Data provided ▸
########################################

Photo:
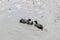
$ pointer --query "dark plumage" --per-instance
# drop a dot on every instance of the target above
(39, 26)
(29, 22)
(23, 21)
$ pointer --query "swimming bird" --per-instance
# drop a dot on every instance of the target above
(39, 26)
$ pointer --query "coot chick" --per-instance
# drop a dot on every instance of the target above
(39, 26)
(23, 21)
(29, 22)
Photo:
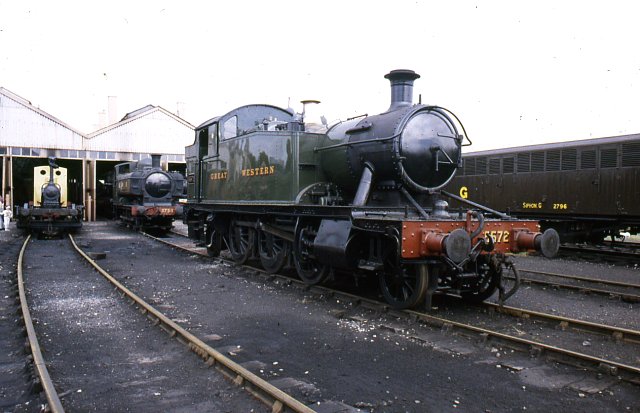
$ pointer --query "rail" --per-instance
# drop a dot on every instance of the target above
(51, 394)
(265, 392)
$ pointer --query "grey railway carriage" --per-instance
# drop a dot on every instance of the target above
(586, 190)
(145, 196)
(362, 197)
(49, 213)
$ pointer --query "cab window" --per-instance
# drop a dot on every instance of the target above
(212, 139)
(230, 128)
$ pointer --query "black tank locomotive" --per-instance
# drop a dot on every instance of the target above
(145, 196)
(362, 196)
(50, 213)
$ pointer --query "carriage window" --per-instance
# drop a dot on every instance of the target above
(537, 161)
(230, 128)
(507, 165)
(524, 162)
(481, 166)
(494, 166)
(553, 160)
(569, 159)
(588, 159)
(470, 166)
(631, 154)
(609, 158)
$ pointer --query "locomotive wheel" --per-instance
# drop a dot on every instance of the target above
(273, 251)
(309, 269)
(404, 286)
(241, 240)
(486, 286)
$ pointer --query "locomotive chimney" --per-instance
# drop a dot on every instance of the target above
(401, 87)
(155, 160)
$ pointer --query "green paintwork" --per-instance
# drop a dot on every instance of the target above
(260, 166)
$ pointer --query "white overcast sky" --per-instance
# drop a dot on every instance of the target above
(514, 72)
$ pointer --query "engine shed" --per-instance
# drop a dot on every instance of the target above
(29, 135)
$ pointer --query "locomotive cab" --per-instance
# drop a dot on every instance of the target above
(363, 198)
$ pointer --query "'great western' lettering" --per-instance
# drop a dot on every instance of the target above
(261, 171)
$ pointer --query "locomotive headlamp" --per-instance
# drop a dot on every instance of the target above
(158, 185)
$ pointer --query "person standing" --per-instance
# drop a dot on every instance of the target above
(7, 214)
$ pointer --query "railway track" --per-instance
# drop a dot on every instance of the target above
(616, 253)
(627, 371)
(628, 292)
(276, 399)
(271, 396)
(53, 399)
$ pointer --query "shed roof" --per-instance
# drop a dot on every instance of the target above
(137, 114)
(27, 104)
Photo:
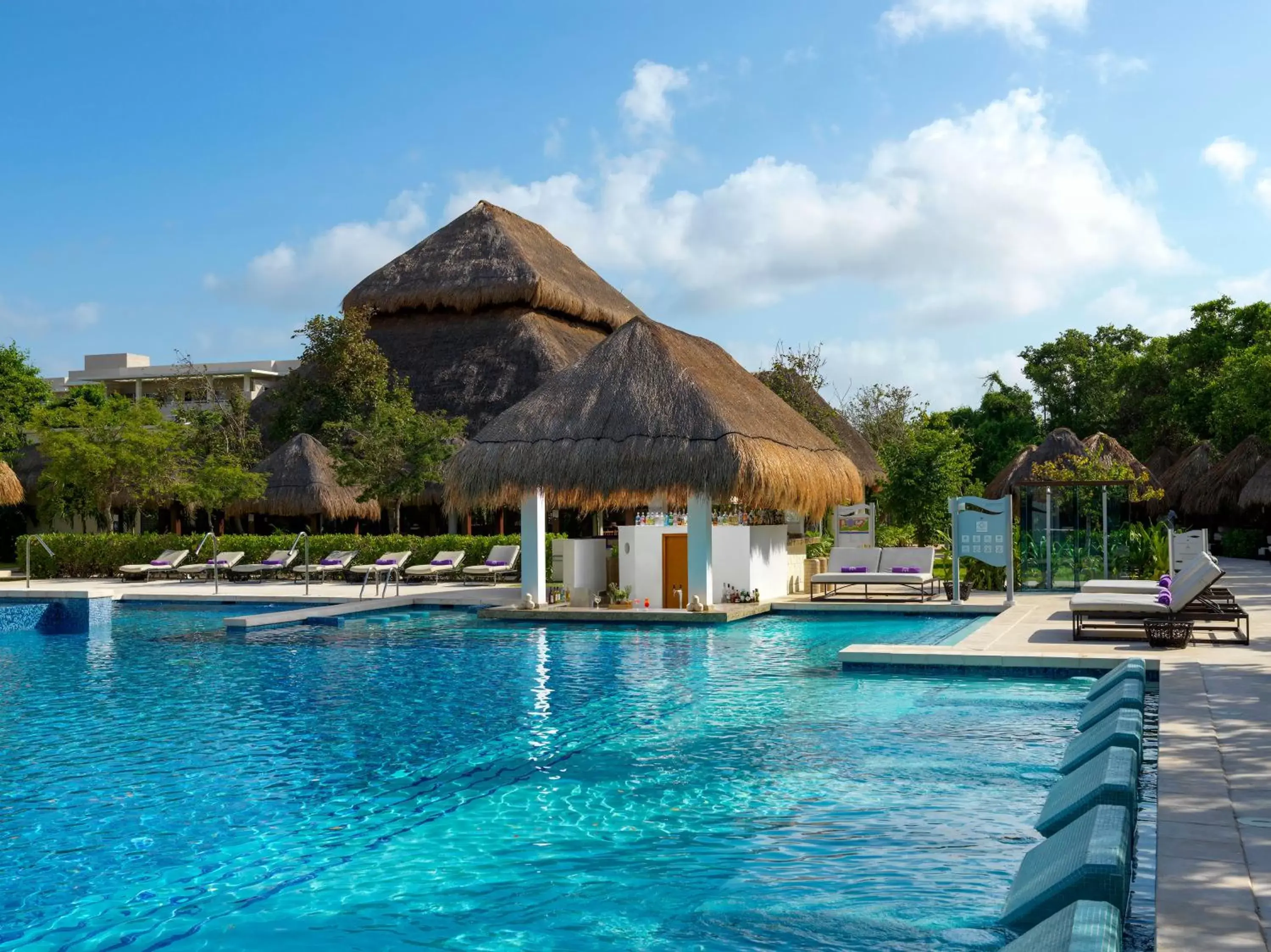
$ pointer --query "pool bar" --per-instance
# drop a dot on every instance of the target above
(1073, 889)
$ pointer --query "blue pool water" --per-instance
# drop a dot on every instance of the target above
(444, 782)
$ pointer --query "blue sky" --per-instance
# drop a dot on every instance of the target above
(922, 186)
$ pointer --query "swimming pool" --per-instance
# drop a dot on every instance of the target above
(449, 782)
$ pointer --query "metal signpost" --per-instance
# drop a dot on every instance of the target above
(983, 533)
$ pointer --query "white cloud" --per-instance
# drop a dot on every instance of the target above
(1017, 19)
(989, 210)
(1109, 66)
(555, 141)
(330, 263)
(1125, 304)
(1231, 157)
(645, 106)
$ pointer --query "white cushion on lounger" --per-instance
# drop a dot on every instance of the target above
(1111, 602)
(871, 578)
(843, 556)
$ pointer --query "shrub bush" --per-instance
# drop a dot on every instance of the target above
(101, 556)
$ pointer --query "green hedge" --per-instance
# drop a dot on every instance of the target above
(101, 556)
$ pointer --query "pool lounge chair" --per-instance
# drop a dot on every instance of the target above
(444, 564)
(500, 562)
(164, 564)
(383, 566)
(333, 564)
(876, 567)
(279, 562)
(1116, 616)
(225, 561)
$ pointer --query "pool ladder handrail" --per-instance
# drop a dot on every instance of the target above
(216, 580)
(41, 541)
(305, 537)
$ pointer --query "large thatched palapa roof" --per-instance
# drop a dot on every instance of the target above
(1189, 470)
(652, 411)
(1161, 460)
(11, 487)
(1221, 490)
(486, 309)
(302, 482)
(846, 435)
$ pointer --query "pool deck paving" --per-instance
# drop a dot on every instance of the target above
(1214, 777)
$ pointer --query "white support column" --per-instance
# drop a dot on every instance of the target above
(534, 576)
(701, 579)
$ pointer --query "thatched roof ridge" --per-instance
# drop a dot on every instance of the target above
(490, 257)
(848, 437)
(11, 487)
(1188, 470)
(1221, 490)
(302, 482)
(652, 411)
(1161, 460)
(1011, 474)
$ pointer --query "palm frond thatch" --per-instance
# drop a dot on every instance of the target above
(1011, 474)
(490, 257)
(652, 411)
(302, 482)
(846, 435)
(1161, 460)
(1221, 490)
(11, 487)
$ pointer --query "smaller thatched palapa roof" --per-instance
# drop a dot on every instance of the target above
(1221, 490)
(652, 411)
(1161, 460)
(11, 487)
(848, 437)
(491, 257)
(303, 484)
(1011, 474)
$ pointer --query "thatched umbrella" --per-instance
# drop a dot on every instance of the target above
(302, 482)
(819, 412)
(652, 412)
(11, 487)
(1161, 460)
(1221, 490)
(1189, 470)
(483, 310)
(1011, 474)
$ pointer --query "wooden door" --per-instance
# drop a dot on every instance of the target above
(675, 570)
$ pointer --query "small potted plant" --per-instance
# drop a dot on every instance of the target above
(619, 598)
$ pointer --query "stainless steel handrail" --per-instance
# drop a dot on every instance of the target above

########################################

What is asked ▸
Return the material word for word. Pictures are not part of the copy.

Solution for this task ▸
Photo:
$ pointer --query "dark plumage" --per-instance
# drop a dot on every instance of the target above
(39, 26)
(29, 22)
(23, 21)
$ pointer --query "swimming bird" --per-instance
# drop a dot on every instance of the target above
(39, 26)
$ pointer --query "coot chick" --per-instance
# drop a dot on every instance of the target above
(39, 26)
(23, 21)
(29, 22)
Photo:
$ pointer --query "rail" --per-instance
# drop a dot on every instance of the target above
(51, 394)
(265, 392)
$ pointer --query "grey railway carriage" --per-instance
# drop a dot on every instance of the target above
(586, 190)
(145, 196)
(362, 197)
(49, 213)
$ pointer --query "cab window" --per-instance
# drop a dot on every instance of the target above
(212, 139)
(230, 128)
$ pointer --query "black tank locomotive" --per-instance
# drop a dot on every instance of the target above
(145, 196)
(362, 196)
(50, 213)
$ pointer --query "carriage window" --per-instance
# drop a dot on every instance of the target above
(537, 161)
(230, 128)
(507, 165)
(524, 162)
(481, 166)
(494, 166)
(553, 160)
(569, 159)
(588, 159)
(470, 166)
(631, 154)
(609, 158)
$ pointer --query "locomotive wheel" --per-instance
# drop a dot on every instance of the target above
(273, 251)
(309, 269)
(404, 286)
(241, 240)
(486, 286)
$ pointer --query "locomotive chimney" --per-instance
# drop a dot on every instance of the target above
(401, 87)
(155, 160)
$ pointer --query "green paintwork" --per-instance
# drop a dot on every instance of the target above
(260, 166)
$ pointer --query "white overcast sky" --per-instance
# drop a dot on every instance of the target above
(514, 72)
$ pointer --query "engine shed" --per-instance
# drop a dot on every instance of the target above
(29, 135)
$ pointer --query "locomotive cab" --per-instance
# drop a dot on every instance of the target above
(363, 198)
$ pointer --query "'great western' lettering" --per-instance
# drop a dot on every instance of the target above
(261, 171)
$ pointer --query "locomotive headlamp" --per-instance
# drop a dot on every instance of the target above
(158, 185)
$ pointer --query "person standing" --per-instance
# drop a dot on every instance of the target above
(7, 214)
$ pointer --query "railway track" --per-instance
# drop a dot on every instance of the target above
(616, 253)
(627, 371)
(628, 292)
(276, 399)
(271, 396)
(53, 399)
$ pointer --query "shed roof" --per-instance
# drop a dot on every instance of the target above
(137, 114)
(27, 104)
Photo:
$ pointer --query "pool bar" --per-instance
# drop a dot on every instance of the target above
(1073, 889)
$ pointer --query "blue pool water" --per-instance
# drop a dot on every instance of the target above
(444, 782)
$ pointer --query "blue sky" --per-instance
# drop a dot on every instance of the target above
(922, 186)
$ pointer --query "swimming pool" --per-instance
# drop a dot on every instance of the target above
(449, 782)
$ pointer --query "metal signpost" --per-instance
# drop a dot on every instance of the target above
(983, 533)
$ pointer --query "white cloud" --per-instance
# drop a dot on every instance of the target above
(1017, 19)
(989, 210)
(1109, 66)
(555, 141)
(330, 263)
(1125, 304)
(1231, 157)
(645, 106)
$ pointer --query "white cushion on lounger" --per-instance
# drop a dot on every instance of the target above
(1111, 602)
(871, 578)
(843, 556)
$ pointer --query "shrub bush" --per-instance
# drop a dot on every instance of the target above
(101, 556)
$ pointer --query "green hedge" --per-instance
# drop a dot on every instance of the target above
(101, 556)
$ pointer --query "pool lounge chair" --per-instance
# drop a dot on every instance of the target above
(444, 564)
(500, 562)
(164, 564)
(383, 566)
(333, 564)
(876, 567)
(279, 562)
(1116, 616)
(225, 561)
$ pointer --query "pool ladder handrail" --per-instance
# drop a dot on every instance of the target above
(216, 580)
(41, 541)
(305, 537)
$ pointer --query "large thatched palapa roof" --per-instance
# drop a dot on every instance of the target above
(1189, 470)
(652, 411)
(1161, 460)
(11, 487)
(1221, 490)
(486, 309)
(302, 482)
(846, 435)
$ pointer --query "pool deck paving" --per-instance
# drop a dot on every instance of the target above
(1214, 777)
$ pointer --query "white support column" --per-instance
# drop a dot on every instance of the target above
(534, 576)
(701, 579)
$ pointer --query "thatched roof ridge" --per-instance
# drop a dot on every instance of the target above
(490, 257)
(848, 437)
(11, 487)
(1188, 470)
(1221, 490)
(302, 482)
(652, 411)
(1161, 460)
(1011, 474)
$ pointer --query "palm frond thatch" --per-instance
# drop a dot on every instance of the target above
(1011, 474)
(490, 257)
(652, 411)
(302, 482)
(846, 435)
(1161, 460)
(1221, 490)
(11, 487)
$ pointer --query "smaller thatched palapa roof" --per-instance
# drop a dot on every instance of the target above
(1221, 490)
(652, 411)
(1161, 460)
(11, 487)
(848, 437)
(491, 257)
(303, 484)
(1011, 474)
$ pointer --query "thatched umbrella" --per-instance
# drop a dot on every instance of the target above
(302, 482)
(819, 412)
(652, 412)
(11, 487)
(1161, 460)
(1221, 490)
(1189, 470)
(483, 310)
(1011, 474)
$ pointer --query "wooden door" --per-instance
# drop a dot on every instance of the target above
(675, 570)
$ pointer --query "small potted plant" --per-instance
# drop a dot on every instance of the target above
(619, 598)
$ pointer --query "stainless steel handrail" --per-instance
# drop a dot on every instance of the target above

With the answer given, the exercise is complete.